= Supplied data =
'''

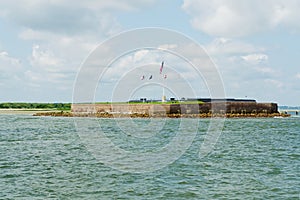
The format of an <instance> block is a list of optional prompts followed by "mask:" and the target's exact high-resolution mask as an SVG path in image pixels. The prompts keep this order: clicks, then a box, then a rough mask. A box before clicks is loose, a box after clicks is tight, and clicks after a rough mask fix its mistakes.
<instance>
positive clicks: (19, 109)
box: [0, 108, 61, 115]
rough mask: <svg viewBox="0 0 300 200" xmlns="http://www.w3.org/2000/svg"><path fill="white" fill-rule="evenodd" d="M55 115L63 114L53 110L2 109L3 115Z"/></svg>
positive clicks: (51, 109)
mask: <svg viewBox="0 0 300 200" xmlns="http://www.w3.org/2000/svg"><path fill="white" fill-rule="evenodd" d="M48 112H49V113H54V112H61V111H60V110H53V109H24V108H1V109H0V114H1V115H35V114H38V113H48Z"/></svg>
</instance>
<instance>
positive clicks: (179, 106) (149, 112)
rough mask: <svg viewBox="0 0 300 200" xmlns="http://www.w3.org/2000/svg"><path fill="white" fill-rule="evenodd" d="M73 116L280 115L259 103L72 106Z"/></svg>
mask: <svg viewBox="0 0 300 200" xmlns="http://www.w3.org/2000/svg"><path fill="white" fill-rule="evenodd" d="M71 111H72V113H73V114H97V113H109V114H118V113H119V114H146V115H149V116H152V115H157V114H160V115H163V114H205V113H216V114H259V113H265V114H272V113H278V106H277V104H276V103H257V102H238V101H236V102H215V103H214V102H209V103H199V104H197V103H190V104H189V103H182V104H179V103H176V104H151V103H137V104H131V103H121V104H109V103H108V104H102V103H100V104H72V109H71Z"/></svg>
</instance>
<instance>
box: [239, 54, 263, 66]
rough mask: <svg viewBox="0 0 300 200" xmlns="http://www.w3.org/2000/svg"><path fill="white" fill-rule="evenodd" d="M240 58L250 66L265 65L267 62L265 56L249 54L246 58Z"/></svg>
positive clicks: (262, 54)
mask: <svg viewBox="0 0 300 200" xmlns="http://www.w3.org/2000/svg"><path fill="white" fill-rule="evenodd" d="M241 58H242V59H243V60H244V61H246V62H248V63H251V64H254V65H257V64H261V63H265V62H266V61H268V56H267V55H266V54H261V53H260V54H256V53H255V54H249V55H246V56H241Z"/></svg>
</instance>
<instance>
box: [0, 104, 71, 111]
mask: <svg viewBox="0 0 300 200" xmlns="http://www.w3.org/2000/svg"><path fill="white" fill-rule="evenodd" d="M1 108H6V109H8V108H14V109H55V110H70V109H71V103H10V102H7V103H0V109H1Z"/></svg>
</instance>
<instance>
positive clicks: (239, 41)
mask: <svg viewBox="0 0 300 200" xmlns="http://www.w3.org/2000/svg"><path fill="white" fill-rule="evenodd" d="M205 49H206V50H207V52H208V53H209V55H212V56H215V55H227V54H245V53H247V54H249V53H255V52H261V51H264V50H265V49H264V48H262V47H256V46H254V45H252V44H249V43H246V42H243V41H240V40H236V39H229V38H224V37H220V38H216V39H214V40H213V41H212V42H211V43H209V44H207V45H205Z"/></svg>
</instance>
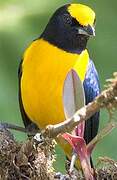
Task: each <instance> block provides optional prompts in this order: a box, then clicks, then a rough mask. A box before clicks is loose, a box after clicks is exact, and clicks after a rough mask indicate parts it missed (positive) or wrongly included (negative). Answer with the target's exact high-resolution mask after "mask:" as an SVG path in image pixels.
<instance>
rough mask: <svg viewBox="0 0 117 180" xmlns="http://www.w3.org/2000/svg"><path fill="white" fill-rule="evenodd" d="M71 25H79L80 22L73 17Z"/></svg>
mask: <svg viewBox="0 0 117 180" xmlns="http://www.w3.org/2000/svg"><path fill="white" fill-rule="evenodd" d="M71 26H79V23H78V21H77V20H76V19H75V18H72V24H71Z"/></svg>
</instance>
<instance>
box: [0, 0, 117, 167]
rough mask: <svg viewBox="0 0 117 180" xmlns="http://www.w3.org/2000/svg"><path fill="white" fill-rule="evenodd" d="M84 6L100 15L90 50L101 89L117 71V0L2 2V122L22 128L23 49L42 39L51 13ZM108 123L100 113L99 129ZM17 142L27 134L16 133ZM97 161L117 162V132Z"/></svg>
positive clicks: (1, 29)
mask: <svg viewBox="0 0 117 180" xmlns="http://www.w3.org/2000/svg"><path fill="white" fill-rule="evenodd" d="M71 2H75V3H78V2H80V3H84V4H87V5H89V6H91V7H92V8H93V9H94V10H95V12H96V15H97V25H96V38H94V39H92V40H90V42H89V44H88V49H89V51H90V56H91V58H92V59H93V60H94V62H95V64H96V67H97V69H98V72H99V76H100V82H101V87H102V89H103V86H104V82H105V79H107V78H110V77H111V76H112V73H113V72H114V71H117V54H116V52H117V19H116V18H117V0H112V1H110V0H103V1H92V0H82V1H81V0H79V1H75V0H74V1H70V0H43V1H42V0H23V1H19V0H0V121H2V122H3V121H6V122H11V123H14V124H17V125H22V126H23V123H22V120H21V116H20V112H19V105H18V77H17V70H18V64H19V62H20V59H21V57H22V54H23V51H24V49H25V48H26V47H27V46H28V44H29V43H30V42H31V41H32V40H33V39H35V38H37V37H39V35H40V33H41V32H42V31H43V29H44V27H45V25H46V24H47V22H48V20H49V18H50V17H51V15H52V13H53V12H54V11H55V9H57V8H58V7H59V6H62V5H63V4H65V3H71ZM107 121H108V114H107V112H106V111H103V112H102V113H101V119H100V128H102V127H103V126H104V124H106V123H107ZM15 136H16V138H17V139H18V140H20V141H23V140H24V139H25V138H26V135H25V134H23V133H18V132H15ZM93 156H94V160H95V161H96V159H97V158H98V157H99V156H109V157H111V158H114V159H116V160H117V129H115V130H113V132H112V133H111V134H109V135H108V136H107V137H105V138H104V139H103V140H102V141H101V142H100V143H99V144H98V145H97V147H96V149H95V151H94V153H93ZM57 157H58V158H57V162H56V168H57V169H59V170H63V169H64V167H63V160H64V155H63V154H62V152H61V150H60V148H57Z"/></svg>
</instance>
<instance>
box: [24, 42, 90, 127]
mask: <svg viewBox="0 0 117 180" xmlns="http://www.w3.org/2000/svg"><path fill="white" fill-rule="evenodd" d="M88 60H89V56H88V52H87V50H85V51H83V52H82V54H81V55H78V54H72V53H68V52H65V51H63V50H60V49H58V48H57V47H55V46H53V45H50V44H49V43H48V42H46V41H44V40H43V39H40V40H37V41H34V42H33V43H32V44H31V46H30V47H29V48H28V49H27V50H26V52H25V54H24V60H23V64H22V77H21V96H22V101H23V106H24V110H25V112H26V114H27V115H28V117H29V118H30V119H31V120H32V121H34V122H35V123H36V124H37V125H38V126H39V128H44V127H45V126H46V125H48V124H56V123H60V122H61V121H64V120H65V114H64V109H63V102H62V92H63V85H64V80H65V77H66V75H67V73H68V71H69V70H70V69H71V68H74V69H75V70H76V71H77V73H78V75H79V77H80V78H81V80H82V81H83V80H84V77H85V73H86V69H87V64H88Z"/></svg>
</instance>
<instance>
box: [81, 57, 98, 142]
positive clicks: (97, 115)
mask: <svg viewBox="0 0 117 180" xmlns="http://www.w3.org/2000/svg"><path fill="white" fill-rule="evenodd" d="M83 86H84V91H85V98H86V104H88V103H89V102H91V101H93V99H95V97H96V96H97V95H98V94H99V93H100V84H99V77H98V73H97V70H96V68H95V65H94V63H93V61H92V60H90V61H89V64H88V69H87V73H86V76H85V80H84V83H83ZM98 127H99V112H97V113H95V114H94V115H93V116H92V117H91V118H90V119H89V120H87V122H86V124H85V133H84V138H85V140H86V143H89V142H90V141H91V140H92V139H93V138H94V137H95V136H96V134H97V132H98Z"/></svg>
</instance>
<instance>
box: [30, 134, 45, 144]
mask: <svg viewBox="0 0 117 180" xmlns="http://www.w3.org/2000/svg"><path fill="white" fill-rule="evenodd" d="M33 138H34V141H36V142H37V143H38V144H43V143H44V142H45V139H44V137H43V136H42V134H41V133H37V134H35V136H34V137H33Z"/></svg>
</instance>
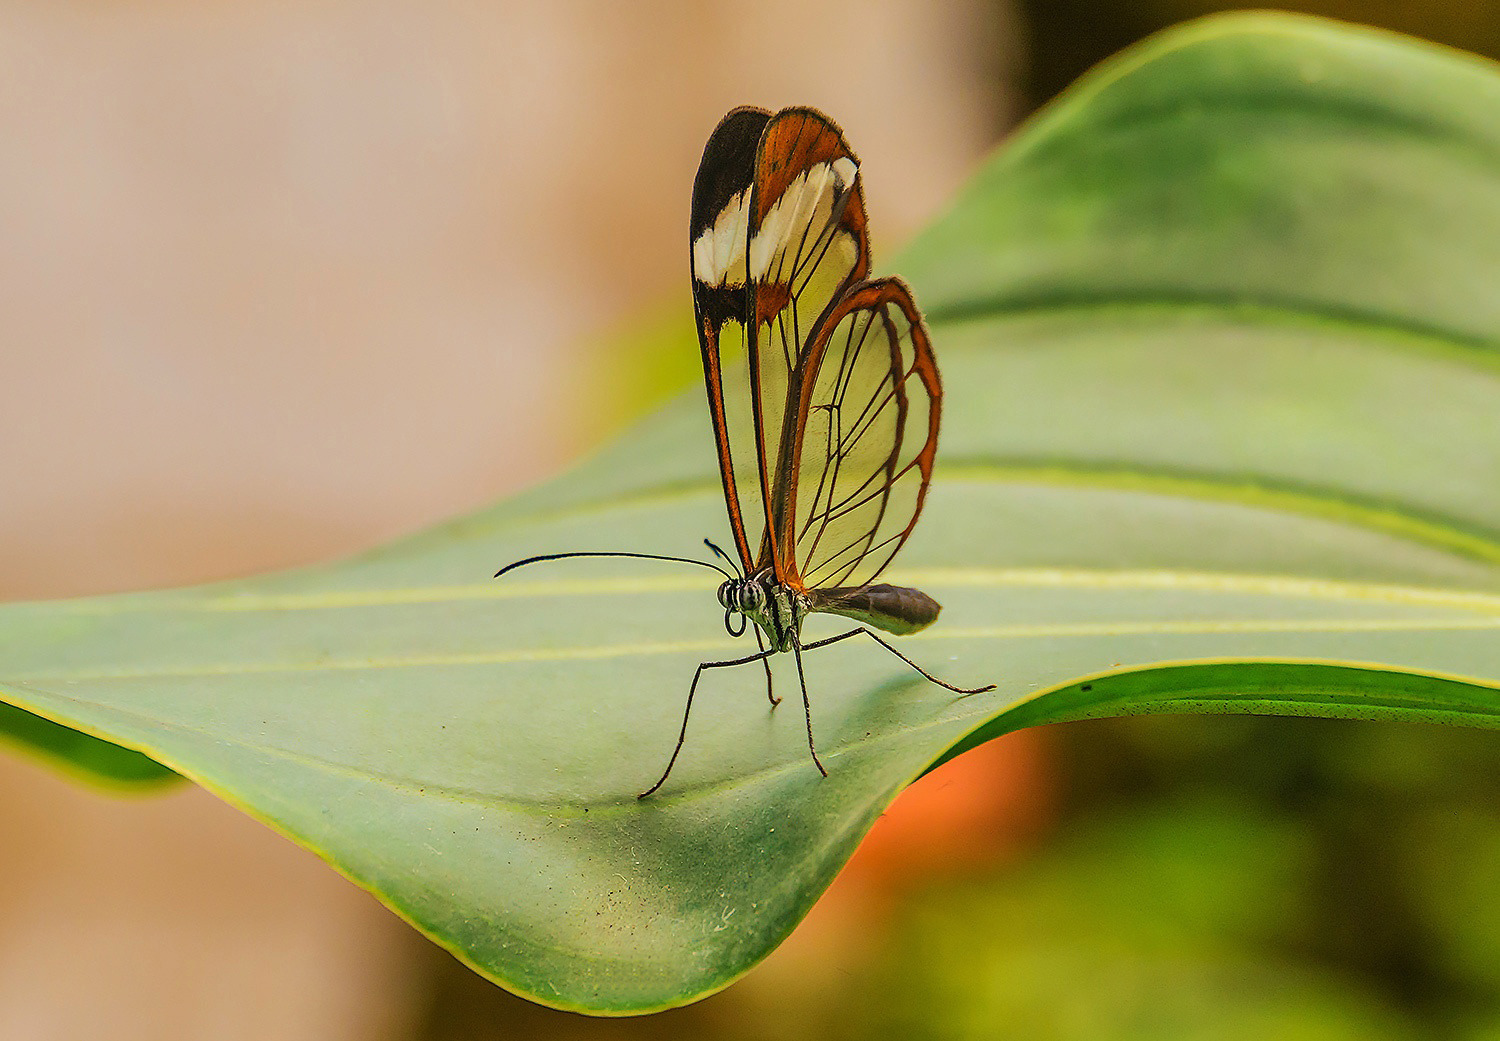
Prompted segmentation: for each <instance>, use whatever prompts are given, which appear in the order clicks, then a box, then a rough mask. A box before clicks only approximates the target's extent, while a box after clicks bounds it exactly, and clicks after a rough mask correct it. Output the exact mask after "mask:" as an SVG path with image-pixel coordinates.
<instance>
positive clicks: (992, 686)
mask: <svg viewBox="0 0 1500 1041" xmlns="http://www.w3.org/2000/svg"><path fill="white" fill-rule="evenodd" d="M859 633H864V634H865V636H868V637H870V639H873V640H874V642H876V643H879V645H880V646H883V648H885V649H886V651H889V652H891V654H894V655H895V657H898V658H900V660H901V661H904V663H906V664H909V666H912V667H913V669H916V670H918V672H919V673H922V675H924V676H926V678H927V679H932V681H933V682H935V684H938V685H939V687H947V688H948V690H951V691H954V693H956V694H983V693H984V691H986V690H995V684H993V682H992V684H987V685H984V687H974V688H969V687H954V685H953V684H951V682H944V681H942V679H939V678H938V676H935V675H933V673H930V672H927V669H924V667H922V666H919V664H916V663H915V661H912V660H910V658H909V657H906V655H904V654H901V652H900V651H897V649H895V648H894V646H891V645H889V643H886V642H885V640H882V639H880V637H879V636H876V634H874V633H871V631H870V630H868V628H864V627H862V625H861V627H859V628H850V630H849V631H847V633H840V634H838V636H829V637H828V639H825V640H817V642H816V643H808V645H807V646H804V648H802V649H804V651H811V649H813V648H814V646H828V645H829V643H837V642H838V640H846V639H849V637H850V636H858V634H859Z"/></svg>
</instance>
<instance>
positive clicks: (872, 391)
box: [781, 279, 942, 588]
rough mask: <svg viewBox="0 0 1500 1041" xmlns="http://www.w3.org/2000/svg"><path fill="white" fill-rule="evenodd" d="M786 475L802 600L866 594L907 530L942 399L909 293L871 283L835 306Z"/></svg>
mask: <svg viewBox="0 0 1500 1041" xmlns="http://www.w3.org/2000/svg"><path fill="white" fill-rule="evenodd" d="M807 356H808V357H807V363H808V366H810V369H811V374H810V378H808V380H807V381H805V383H804V384H802V393H801V398H799V401H798V408H796V417H798V420H796V431H795V434H796V437H795V459H796V465H795V468H793V469H792V471H789V472H787V474H786V475H784V477H783V480H784V483H786V484H787V487H789V498H790V501H792V502H793V510H792V519H793V523H792V525H789V528H787V529H786V531H784V532H781V537H783V540H784V546H786V547H787V550H789V552H787V553H786V555H787V556H789V559H790V561H792V568H793V574H795V576H796V579H798V582H799V585H802V586H804V588H814V586H858V585H865V583H868V582H871V580H873V579H874V577H876V576H877V574H879V573H880V571H882V570H883V568H885V565H886V564H888V562H889V561H891V558H892V556H895V553H897V550H898V549H900V547H901V543H904V541H906V537H907V535H909V534H910V531H912V528H913V526H915V525H916V517H918V514H919V513H921V508H922V499H924V498H926V495H927V481H929V480H930V478H932V466H933V458H935V455H936V452H938V425H939V413H941V404H942V387H941V384H939V380H938V366H936V363H935V362H933V354H932V344H930V342H929V338H927V329H926V327H924V326H922V320H921V315H919V314H918V311H916V306H915V303H912V296H910V291H909V290H907V288H906V284H904V282H901V281H900V279H876V281H871V282H864V284H861V285H858V287H855V288H853V290H852V291H850V293H849V294H847V296H844V297H843V299H841V300H840V302H838V305H837V306H835V308H834V311H832V312H831V314H829V315H828V321H826V323H823V326H822V327H820V330H819V333H817V336H816V339H814V341H813V344H811V345H810V347H808V351H807Z"/></svg>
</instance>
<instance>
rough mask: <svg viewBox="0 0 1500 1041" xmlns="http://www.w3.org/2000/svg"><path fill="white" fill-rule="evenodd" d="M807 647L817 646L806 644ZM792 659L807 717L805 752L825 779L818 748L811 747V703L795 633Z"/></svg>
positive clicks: (811, 720)
mask: <svg viewBox="0 0 1500 1041" xmlns="http://www.w3.org/2000/svg"><path fill="white" fill-rule="evenodd" d="M808 646H819V645H817V643H808ZM792 657H795V658H796V682H798V684H801V687H802V715H805V717H807V750H808V751H811V753H813V765H814V766H817V772H819V774H822V775H823V777H826V775H828V771H826V769H823V763H822V760H820V759H819V757H817V748H814V747H813V702H810V700H808V699H807V676H804V675H802V640H801V639H798V636H796V633H792Z"/></svg>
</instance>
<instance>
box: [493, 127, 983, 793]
mask: <svg viewBox="0 0 1500 1041" xmlns="http://www.w3.org/2000/svg"><path fill="white" fill-rule="evenodd" d="M690 263H691V278H693V312H694V318H696V323H697V338H699V348H700V353H702V362H703V383H705V386H706V390H708V414H709V420H711V423H712V428H714V449H715V453H717V458H718V474H720V478H721V484H723V492H724V507H726V508H727V514H729V528H730V532H732V535H733V549H735V556H730V555H729V553H727V552H724V550H723V549H720V547H718V546H717V544H714V543H712V541H709V540H706V538H705V540H703V541H705V543H706V544H708V547H709V549H711V550H712V552H714V553H717V555H718V556H720V558H721V559H723V561H724V562H726V564H727V565H729V567H730V568H733V570H732V571H730V570H724V567H721V565H720V564H715V562H712V561H700V559H694V558H688V556H664V555H655V553H633V552H565V553H546V555H541V556H529V558H526V559H522V561H516V562H514V564H510V565H507V567H504V568H501V570H499V571H496V574H495V577H499V576H501V574H505V573H507V571H510V570H513V568H516V567H522V565H525V564H534V562H538V561H547V559H561V558H567V556H633V558H639V559H666V561H679V562H688V564H699V565H703V567H711V568H714V570H717V571H718V573H721V574H723V576H724V582H723V583H721V585H720V586H718V603H720V604H721V606H723V609H724V628H726V630H727V631H729V634H730V636H742V634H744V633H745V630H747V628H751V631H753V633H754V637H756V645H757V648H759V649H757V651H756V652H754V654H747V655H744V657H738V658H729V660H724V661H703V663H700V664H699V666H697V670H696V672H694V673H693V679H691V682H690V684H688V688H687V703H685V706H684V711H682V726H681V730H679V732H678V738H676V745H675V747H673V750H672V756H670V759H669V760H667V765H666V769H664V771H663V772H661V777H660V778H658V780H657V781H655V784H652V786H651V787H648V789H646V790H643V792H640V798H645V796H648V795H651V793H654V792H655V790H658V789H660V787H661V786H663V784H664V783H666V778H667V777H669V775H670V772H672V768H673V766H675V765H676V759H678V754H681V751H682V745H684V742H685V741H687V721H688V717H690V714H691V711H693V694H694V693H696V691H697V681H699V679H700V678H702V675H703V672H706V670H708V669H723V667H732V666H739V664H750V663H753V661H760V663H762V666H763V669H765V678H766V697H768V699H769V702H771V705H772V708H774V706H775V705H778V703H780V697H777V696H775V691H774V687H772V679H771V666H769V658H771V657H772V655H774V654H783V652H790V654H792V657H793V658H795V661H796V679H798V684H799V687H801V694H802V714H804V717H805V721H807V748H808V753H810V754H811V759H813V763H814V765H816V766H817V769H819V772H820V774H823V775H825V777H826V775H828V771H826V769H825V768H823V763H822V760H820V759H819V757H817V747H816V742H814V741H813V712H811V700H810V699H808V696H807V678H805V673H804V670H802V651H811V649H816V648H822V646H829V645H832V643H838V642H841V640H846V639H850V637H853V636H868V637H870V639H873V640H874V642H876V643H879V645H880V646H883V648H885V649H886V651H889V652H891V654H894V655H895V657H898V658H900V660H901V661H904V663H906V664H909V666H910V667H912V669H915V670H916V672H919V673H921V675H922V676H926V678H927V679H930V681H932V682H935V684H939V685H942V687H947V688H948V690H953V691H956V693H960V694H974V693H981V691H986V690H993V684H990V685H986V687H977V688H965V687H954V685H953V684H948V682H944V681H942V679H938V678H936V676H933V675H932V673H930V672H927V670H926V669H922V667H921V666H919V664H916V663H915V661H912V660H910V658H907V657H906V655H904V654H901V652H900V651H897V649H895V648H894V646H891V645H889V643H888V642H886V640H885V639H882V637H880V636H877V634H876V633H874V631H873V630H876V628H879V630H882V631H885V633H892V634H897V636H904V634H907V633H915V631H918V630H922V628H926V627H927V625H930V624H933V622H935V621H936V619H938V612H939V610H941V609H942V607H941V606H939V604H938V601H936V600H933V598H932V597H929V595H927V594H926V592H922V591H919V589H909V588H903V586H897V585H888V583H883V582H880V583H876V582H874V579H877V577H879V576H880V573H882V571H883V570H885V567H886V565H888V564H889V562H891V559H892V558H894V556H895V553H897V552H898V550H900V547H901V544H903V543H904V541H906V538H907V537H909V535H910V534H912V529H913V528H915V526H916V519H918V517H919V516H921V510H922V502H924V499H926V496H927V486H929V481H930V480H932V469H933V460H935V458H936V452H938V426H939V417H941V413H942V383H941V380H939V377H938V363H936V362H935V359H933V351H932V342H930V338H929V335H927V327H926V324H924V323H922V317H921V314H919V312H918V309H916V303H915V302H913V300H912V293H910V290H909V288H907V285H906V284H904V282H903V281H901V279H898V278H870V239H868V233H867V228H865V208H864V190H862V186H861V174H859V160H858V159H856V157H855V154H853V151H850V148H849V144H847V142H846V141H844V136H843V130H840V129H838V126H837V124H835V123H834V121H832V120H829V118H828V117H826V115H823V114H822V113H819V111H816V110H813V108H783V110H781V111H778V113H769V111H766V110H763V108H750V107H745V108H736V110H733V111H730V113H729V114H727V115H724V118H723V120H721V121H720V123H718V127H717V129H715V130H714V132H712V135H711V136H709V138H708V145H706V147H705V148H703V159H702V162H700V163H699V168H697V177H696V178H694V183H693V202H691V214H690ZM741 350H742V353H744V357H745V366H744V369H739V368H735V369H733V371H732V375H730V386H729V390H727V393H726V387H724V378H726V365H724V362H726V356H738V354H739V351H741ZM736 558H738V559H736ZM810 613H829V615H841V616H844V618H850V619H853V621H856V622H861V624H859V625H856V627H855V628H850V630H849V631H844V633H840V634H837V636H829V637H825V639H819V640H814V642H810V643H804V642H802V639H801V631H802V621H804V619H805V618H807V615H810ZM736 622H738V624H736Z"/></svg>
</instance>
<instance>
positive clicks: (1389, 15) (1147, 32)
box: [1017, 0, 1500, 108]
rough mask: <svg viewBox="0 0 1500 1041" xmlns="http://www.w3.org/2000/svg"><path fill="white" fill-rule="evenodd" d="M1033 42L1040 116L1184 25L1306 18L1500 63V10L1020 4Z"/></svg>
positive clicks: (1195, 5)
mask: <svg viewBox="0 0 1500 1041" xmlns="http://www.w3.org/2000/svg"><path fill="white" fill-rule="evenodd" d="M1017 6H1019V9H1020V21H1022V31H1023V33H1025V36H1026V40H1025V48H1023V49H1025V52H1026V55H1028V75H1026V78H1025V95H1026V98H1025V102H1026V105H1028V107H1029V108H1037V107H1038V105H1041V104H1044V102H1046V101H1049V99H1050V98H1053V96H1055V95H1058V93H1061V92H1062V89H1064V87H1067V86H1068V84H1070V83H1073V81H1074V80H1077V78H1079V77H1080V75H1083V74H1085V72H1086V71H1088V69H1091V68H1094V66H1095V65H1098V63H1100V62H1103V60H1104V58H1107V57H1109V55H1112V54H1115V52H1116V51H1122V49H1125V48H1127V46H1130V45H1131V43H1136V42H1137V40H1140V39H1143V37H1146V36H1151V34H1152V33H1155V31H1160V30H1163V28H1167V27H1169V26H1173V24H1176V23H1179V21H1187V20H1190V18H1199V17H1202V15H1211V13H1215V12H1220V10H1239V9H1242V7H1257V9H1272V10H1298V12H1304V13H1310V15H1323V17H1326V18H1341V20H1344V21H1353V23H1362V24H1365V26H1377V27H1380V28H1392V30H1395V31H1398V33H1409V34H1412V36H1421V37H1424V39H1430V40H1434V42H1437V43H1448V45H1449V46H1458V48H1463V49H1466V51H1473V52H1476V54H1484V55H1487V57H1491V58H1500V3H1494V0H1479V1H1478V3H1445V1H1443V0H1323V1H1314V3H1268V5H1242V3H1209V1H1208V0H1143V1H1136V3H1127V1H1125V0H1106V1H1101V0H1019V1H1017Z"/></svg>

'''

Please find each line above that contains the word "only" and copy every such line in full.

= Output for this task =
Prompted segmentation: for each <instance>, use whatever prompts are given, which appear in the order clicks, then a box, then a rough mask. A box before clicks only approximates the target's extent, while a box after clicks bounds it exactly, and clicks after a rough mask correct it. Output the exact mask after "mask:" as an SVG path with image-pixel coordinates.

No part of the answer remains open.